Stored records
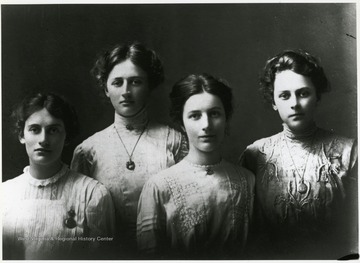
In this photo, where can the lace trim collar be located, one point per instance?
(308, 133)
(209, 168)
(137, 122)
(45, 182)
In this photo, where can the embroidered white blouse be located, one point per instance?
(103, 157)
(303, 184)
(196, 212)
(35, 211)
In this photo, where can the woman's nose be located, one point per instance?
(126, 92)
(205, 122)
(43, 139)
(295, 102)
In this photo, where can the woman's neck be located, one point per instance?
(203, 158)
(301, 134)
(44, 171)
(138, 120)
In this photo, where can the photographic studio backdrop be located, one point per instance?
(53, 47)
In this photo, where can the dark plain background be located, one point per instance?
(53, 48)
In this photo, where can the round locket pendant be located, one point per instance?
(130, 165)
(302, 188)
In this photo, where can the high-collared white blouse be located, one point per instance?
(302, 182)
(63, 217)
(196, 212)
(104, 157)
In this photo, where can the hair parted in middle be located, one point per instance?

Work to be completed: Print all of the entries word for word. Omit the pictures they contain.

Solution:
In this photo, where can the lace trim collar be located, one point per instance?
(308, 133)
(209, 168)
(137, 122)
(45, 182)
In this photo, where can the embroidered white blouse be located, one point per instance?
(103, 157)
(303, 184)
(196, 212)
(35, 211)
In this photo, where can the woman's nose be located, one point per instance?
(126, 92)
(205, 122)
(43, 139)
(295, 102)
In this photo, where can the woman's neck be located, one point per instance?
(203, 158)
(301, 134)
(44, 171)
(138, 120)
In this photo, where can the photographic studio backdrop be located, one point per instance?
(53, 47)
In this photo, where can the dark plain background be located, one point per instance?
(53, 48)
In this photo, where can the round locket pendant be located, one point per instance?
(130, 165)
(302, 188)
In this photo, where can the high-collared white blouse be located, one point per instance?
(302, 182)
(63, 217)
(196, 212)
(104, 157)
In this photo, where can the hair parted in middle be located, one point per instance?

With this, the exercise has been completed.